What you have to do: Every record must be copied out exactly.

** Source data follows **

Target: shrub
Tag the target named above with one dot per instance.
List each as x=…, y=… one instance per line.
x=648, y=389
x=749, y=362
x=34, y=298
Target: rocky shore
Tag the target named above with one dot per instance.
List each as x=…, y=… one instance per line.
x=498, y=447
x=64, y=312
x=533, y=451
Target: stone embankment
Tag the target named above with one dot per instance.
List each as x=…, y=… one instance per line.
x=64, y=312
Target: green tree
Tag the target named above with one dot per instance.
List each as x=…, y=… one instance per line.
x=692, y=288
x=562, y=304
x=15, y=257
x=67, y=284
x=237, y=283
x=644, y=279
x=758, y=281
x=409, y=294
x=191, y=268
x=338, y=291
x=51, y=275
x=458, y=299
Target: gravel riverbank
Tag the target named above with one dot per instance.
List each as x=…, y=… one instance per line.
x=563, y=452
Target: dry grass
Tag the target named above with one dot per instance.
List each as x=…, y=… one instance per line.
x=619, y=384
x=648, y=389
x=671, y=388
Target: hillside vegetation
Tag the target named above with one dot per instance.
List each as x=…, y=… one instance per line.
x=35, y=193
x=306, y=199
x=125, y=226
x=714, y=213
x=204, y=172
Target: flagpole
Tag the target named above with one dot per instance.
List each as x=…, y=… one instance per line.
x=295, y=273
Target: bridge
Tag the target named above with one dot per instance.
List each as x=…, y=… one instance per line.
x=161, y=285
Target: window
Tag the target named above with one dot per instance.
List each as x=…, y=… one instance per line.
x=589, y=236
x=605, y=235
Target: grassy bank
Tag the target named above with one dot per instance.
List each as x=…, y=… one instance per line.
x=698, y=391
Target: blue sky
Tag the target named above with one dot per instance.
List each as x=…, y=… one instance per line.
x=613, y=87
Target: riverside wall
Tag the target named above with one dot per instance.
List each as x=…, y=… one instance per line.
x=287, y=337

** End of Source data **

Response area:
Target: shrub
Tag the target named above with one dot per instance.
List each as x=…, y=… one instance per line.
x=648, y=389
x=749, y=362
x=34, y=298
Target: rocky shore
Tag the target named above with one dot per instance.
List each as x=…, y=… one instance per line.
x=498, y=447
x=64, y=312
x=533, y=451
Target: stone embankment
Tag the target named above with one dot per instance.
List each as x=…, y=… one instance per line.
x=64, y=312
Target: green tree
Tag the target named above with one dot per instance.
List each as x=…, y=… one instance per line.
x=692, y=288
x=562, y=304
x=15, y=257
x=67, y=284
x=237, y=283
x=644, y=279
x=758, y=281
x=409, y=294
x=191, y=268
x=338, y=291
x=51, y=275
x=458, y=299
Target: gravel riverbank
Tag the target named above with one dot per instance.
List each as x=…, y=… one instance per line.
x=563, y=452
Target: dry grass
Tag the target named above with one dot per instance.
List each as x=…, y=… one instance per line.
x=619, y=384
x=648, y=389
x=671, y=388
Target: hillside vegetation
Tag the target named above with one dot per instance.
List each as x=…, y=… one instance per line.
x=35, y=193
x=306, y=199
x=125, y=226
x=714, y=213
x=204, y=172
Target: flagpole
Tag the target named above with one dot per instance.
List each as x=…, y=… one instance per line.
x=295, y=273
Target: bridge
Tag the target named above with one dot per instance.
List each as x=…, y=… one instance per line.
x=161, y=285
Target: window
Tag the target named above with one dot per instance.
List each as x=…, y=… one instance per line.
x=589, y=236
x=605, y=235
Target: grassy bank
Tag the target named above with one dot per instance.
List each as x=…, y=… one instance per line.
x=698, y=391
Target: blue sky
Tag the target named above with one dot per instance.
List each as x=…, y=… one instance per line.
x=613, y=87
Target: riverside wall
Tag the target named above with one dot per instance.
List each as x=…, y=… one instance per line.
x=287, y=337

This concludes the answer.